**Task requirements**
Update the data below, changing every "evenodd" to "nonzero" and leaving all else as it is.

**Records for the exercise**

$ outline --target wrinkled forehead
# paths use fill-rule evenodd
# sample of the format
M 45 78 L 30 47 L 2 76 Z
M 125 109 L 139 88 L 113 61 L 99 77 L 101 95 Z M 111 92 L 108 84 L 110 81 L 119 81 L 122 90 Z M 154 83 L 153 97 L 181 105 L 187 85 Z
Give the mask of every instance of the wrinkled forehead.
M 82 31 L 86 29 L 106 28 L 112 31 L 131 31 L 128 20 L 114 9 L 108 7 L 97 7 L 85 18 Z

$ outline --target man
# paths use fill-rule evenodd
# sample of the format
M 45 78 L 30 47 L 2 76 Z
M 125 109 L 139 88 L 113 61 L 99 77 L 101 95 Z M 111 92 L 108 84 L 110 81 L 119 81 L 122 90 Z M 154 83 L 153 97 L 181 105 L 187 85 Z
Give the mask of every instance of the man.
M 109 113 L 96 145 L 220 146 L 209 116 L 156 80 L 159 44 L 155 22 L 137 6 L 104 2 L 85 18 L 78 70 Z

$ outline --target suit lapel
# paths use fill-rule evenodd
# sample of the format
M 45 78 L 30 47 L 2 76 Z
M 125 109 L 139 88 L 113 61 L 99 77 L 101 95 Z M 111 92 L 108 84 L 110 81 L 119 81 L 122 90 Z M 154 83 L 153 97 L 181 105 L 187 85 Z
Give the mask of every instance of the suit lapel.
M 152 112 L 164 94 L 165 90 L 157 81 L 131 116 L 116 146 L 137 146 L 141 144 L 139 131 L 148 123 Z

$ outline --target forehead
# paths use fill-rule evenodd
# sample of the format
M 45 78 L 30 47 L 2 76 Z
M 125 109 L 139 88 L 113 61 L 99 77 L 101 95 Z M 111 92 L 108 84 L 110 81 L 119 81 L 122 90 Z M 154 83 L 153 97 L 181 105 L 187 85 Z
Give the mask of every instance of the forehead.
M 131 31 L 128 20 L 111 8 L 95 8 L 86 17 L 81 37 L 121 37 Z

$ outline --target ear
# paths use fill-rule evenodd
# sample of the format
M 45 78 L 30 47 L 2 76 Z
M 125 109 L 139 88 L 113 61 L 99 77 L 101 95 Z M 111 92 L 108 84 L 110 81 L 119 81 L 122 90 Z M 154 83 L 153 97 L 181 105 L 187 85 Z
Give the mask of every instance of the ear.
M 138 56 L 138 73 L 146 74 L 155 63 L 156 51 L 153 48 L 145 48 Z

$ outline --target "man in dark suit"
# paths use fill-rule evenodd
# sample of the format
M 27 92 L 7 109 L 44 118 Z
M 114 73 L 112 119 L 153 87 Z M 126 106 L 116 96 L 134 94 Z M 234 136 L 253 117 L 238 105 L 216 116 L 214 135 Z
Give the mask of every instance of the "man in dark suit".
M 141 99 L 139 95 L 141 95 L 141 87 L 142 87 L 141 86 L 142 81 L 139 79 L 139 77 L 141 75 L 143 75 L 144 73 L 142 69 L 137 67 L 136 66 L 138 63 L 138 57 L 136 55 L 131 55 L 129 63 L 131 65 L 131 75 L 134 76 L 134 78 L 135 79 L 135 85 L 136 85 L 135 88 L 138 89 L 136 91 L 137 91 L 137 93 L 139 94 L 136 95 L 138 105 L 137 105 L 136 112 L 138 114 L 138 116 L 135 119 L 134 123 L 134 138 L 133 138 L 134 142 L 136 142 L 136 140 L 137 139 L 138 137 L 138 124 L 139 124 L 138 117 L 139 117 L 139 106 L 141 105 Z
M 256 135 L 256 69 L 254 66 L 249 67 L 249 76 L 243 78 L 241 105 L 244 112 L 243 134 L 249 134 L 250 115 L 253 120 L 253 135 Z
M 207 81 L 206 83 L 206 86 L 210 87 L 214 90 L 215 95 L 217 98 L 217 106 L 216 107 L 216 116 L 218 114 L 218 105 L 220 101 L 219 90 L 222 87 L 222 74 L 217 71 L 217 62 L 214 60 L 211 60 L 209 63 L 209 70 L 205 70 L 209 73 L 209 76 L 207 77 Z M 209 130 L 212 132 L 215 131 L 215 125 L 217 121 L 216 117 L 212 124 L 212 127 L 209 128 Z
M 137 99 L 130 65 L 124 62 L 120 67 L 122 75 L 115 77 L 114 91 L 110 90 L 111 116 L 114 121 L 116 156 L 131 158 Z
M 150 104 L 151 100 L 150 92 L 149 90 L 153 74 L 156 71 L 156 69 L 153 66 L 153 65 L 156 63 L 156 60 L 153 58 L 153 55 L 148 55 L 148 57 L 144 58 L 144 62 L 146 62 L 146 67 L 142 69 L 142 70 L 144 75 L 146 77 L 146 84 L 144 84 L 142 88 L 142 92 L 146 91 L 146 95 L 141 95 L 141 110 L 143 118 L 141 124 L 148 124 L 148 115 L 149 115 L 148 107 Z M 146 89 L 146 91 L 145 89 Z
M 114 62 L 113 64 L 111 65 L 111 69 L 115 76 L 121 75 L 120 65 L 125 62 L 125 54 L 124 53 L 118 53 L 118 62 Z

**Result of the exercise**
$ outline --target wrinkled forehead
# paths use fill-rule nonzero
# sample of the format
M 45 78 L 30 47 L 2 76 Z
M 125 109 L 139 88 L 113 61 L 99 77 L 101 95 Z M 111 92 L 108 84 L 110 81 L 119 81 L 122 90 Z M 154 83 L 153 97 L 181 105 L 187 85 Z
Give the mask of every instance of the wrinkled forehead.
M 82 31 L 86 29 L 106 28 L 112 31 L 131 31 L 128 20 L 114 9 L 108 7 L 97 7 L 85 18 Z

$ outline --target man
# paths use fill-rule nonzero
# sample of the format
M 45 78 L 30 47 L 2 76 Z
M 125 109 L 139 88 L 113 61 L 99 77 L 101 95 Z M 111 92 L 108 84 L 110 81 L 119 81 L 122 90 Z M 154 83 L 153 97 L 181 105 L 187 85 Z
Give the mask of every instance of the man.
M 109 113 L 96 145 L 220 146 L 209 116 L 156 80 L 159 44 L 155 22 L 137 6 L 104 2 L 85 18 L 78 70 Z

$ outline --target suit lapel
# paths use fill-rule nonzero
# sample of the format
M 45 78 L 30 47 L 2 76 Z
M 125 109 L 139 88 L 113 61 L 99 77 L 101 95 Z M 111 92 L 108 84 L 110 81 L 119 81 L 122 90 Z M 154 83 L 153 97 L 181 105 L 187 85 Z
Give the mask of every instance of the suit lapel.
M 152 112 L 164 94 L 165 90 L 157 81 L 131 116 L 116 146 L 137 146 L 141 144 L 139 131 L 148 123 Z

$ outline --target forehead
# paths use fill-rule nonzero
# sample of the format
M 45 78 L 30 47 L 2 76 Z
M 125 109 L 139 88 L 113 61 L 99 77 L 101 95 Z M 111 92 L 108 84 L 110 81 L 119 81 L 122 90 Z M 154 83 L 153 97 L 181 105 L 187 85 Z
Give the mask of every instance of the forehead.
M 131 31 L 128 20 L 111 8 L 95 8 L 86 17 L 81 37 L 121 37 Z

$ outline --target ear
# paths use fill-rule nonzero
# sample of the format
M 45 78 L 30 47 L 2 76 Z
M 125 109 L 139 88 L 113 61 L 99 77 L 101 95 Z M 111 92 L 108 84 L 110 81 L 119 81 L 122 90 Z M 154 83 L 153 97 L 181 105 L 187 85 Z
Give the mask of every instance of the ear.
M 138 56 L 138 73 L 146 74 L 155 63 L 156 51 L 153 48 L 145 48 Z

$ outline --target "man in dark suit"
# paths use fill-rule nonzero
# sample of the format
M 27 92 L 7 109 L 44 118 Z
M 114 73 L 112 119 L 153 87 Z M 126 106 L 116 96 L 134 94 Z M 234 136 L 253 117 L 238 105 L 216 116 L 214 135 Z
Give the mask of every instance of the "man in dark suit".
M 141 99 L 139 95 L 141 95 L 141 87 L 142 87 L 141 86 L 142 81 L 139 79 L 139 77 L 141 75 L 143 75 L 144 73 L 142 69 L 137 67 L 136 66 L 138 63 L 138 57 L 136 55 L 131 55 L 129 63 L 131 65 L 131 75 L 134 76 L 134 78 L 135 79 L 135 85 L 136 85 L 135 88 L 138 89 L 136 91 L 137 91 L 137 93 L 139 94 L 136 95 L 138 105 L 137 105 L 136 112 L 138 114 L 138 116 L 135 119 L 134 123 L 134 138 L 133 138 L 134 142 L 136 142 L 136 140 L 137 139 L 138 137 L 138 124 L 139 124 L 138 117 L 139 117 L 139 106 L 141 105 Z
M 256 135 L 256 69 L 254 66 L 249 67 L 249 76 L 243 78 L 241 105 L 244 112 L 243 134 L 249 134 L 250 115 L 253 120 L 253 135 Z
M 207 81 L 206 83 L 206 86 L 210 87 L 214 90 L 215 95 L 217 98 L 217 106 L 216 107 L 216 116 L 218 114 L 218 105 L 220 101 L 219 90 L 222 87 L 222 74 L 217 71 L 217 62 L 214 60 L 211 60 L 209 63 L 209 70 L 205 70 L 209 73 L 209 76 L 207 77 Z M 209 130 L 212 132 L 215 131 L 215 125 L 217 121 L 216 117 L 212 124 L 212 127 L 209 128 Z
M 137 99 L 130 65 L 124 62 L 120 67 L 122 75 L 115 77 L 114 91 L 110 90 L 111 116 L 114 121 L 116 156 L 131 158 Z
M 150 104 L 151 100 L 150 92 L 149 90 L 153 74 L 156 71 L 156 69 L 153 66 L 153 65 L 156 63 L 156 60 L 153 58 L 153 55 L 148 55 L 148 57 L 144 58 L 144 62 L 146 62 L 146 67 L 142 69 L 142 70 L 144 75 L 146 77 L 146 84 L 144 84 L 142 88 L 142 92 L 146 91 L 146 95 L 141 95 L 141 110 L 143 118 L 141 124 L 148 124 L 148 115 L 149 115 L 148 107 Z M 146 89 L 146 91 L 145 89 Z
M 114 62 L 113 64 L 111 65 L 111 69 L 115 76 L 121 75 L 120 65 L 125 62 L 125 54 L 124 53 L 118 53 L 118 62 Z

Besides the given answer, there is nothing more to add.